**WHAT IS REQUIRED**
Find every line in the data that contains the word "woman". Return each of those lines.

**SUPPLIED RECORDS**
◆ ◆ ◆ ◆ ◆
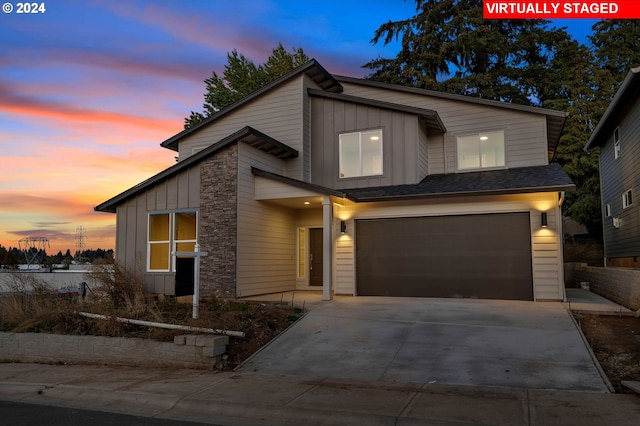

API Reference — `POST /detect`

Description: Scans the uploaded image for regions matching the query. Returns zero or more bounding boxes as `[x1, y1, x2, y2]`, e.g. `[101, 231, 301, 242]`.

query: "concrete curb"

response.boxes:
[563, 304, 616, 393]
◆ ◆ ◆ ◆ ◆
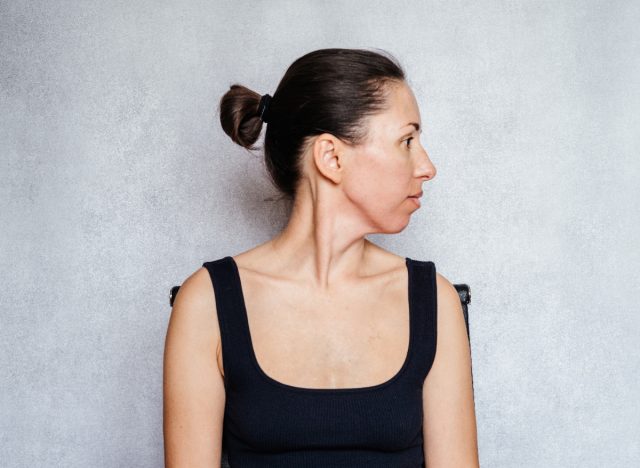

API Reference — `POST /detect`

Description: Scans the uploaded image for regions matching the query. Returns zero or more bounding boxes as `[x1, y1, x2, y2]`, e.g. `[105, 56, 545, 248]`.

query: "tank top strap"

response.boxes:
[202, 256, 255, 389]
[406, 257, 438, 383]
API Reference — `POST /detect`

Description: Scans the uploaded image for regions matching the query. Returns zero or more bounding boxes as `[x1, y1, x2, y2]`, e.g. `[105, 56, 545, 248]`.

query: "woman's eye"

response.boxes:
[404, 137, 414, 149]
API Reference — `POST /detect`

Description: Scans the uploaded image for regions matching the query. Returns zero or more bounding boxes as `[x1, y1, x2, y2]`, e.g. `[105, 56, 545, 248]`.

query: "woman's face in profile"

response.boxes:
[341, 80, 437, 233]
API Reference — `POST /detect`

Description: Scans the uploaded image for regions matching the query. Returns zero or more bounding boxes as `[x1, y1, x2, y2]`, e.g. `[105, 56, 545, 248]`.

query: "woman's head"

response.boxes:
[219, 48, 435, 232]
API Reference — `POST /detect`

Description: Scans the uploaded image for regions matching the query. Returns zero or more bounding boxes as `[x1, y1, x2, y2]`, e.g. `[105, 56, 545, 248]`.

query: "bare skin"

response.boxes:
◆ ◆ ◆ ◆ ◆
**WRITTEN SOLUTION**
query: "woman's eye"
query: "woman's face in profile"
query: "woman's head"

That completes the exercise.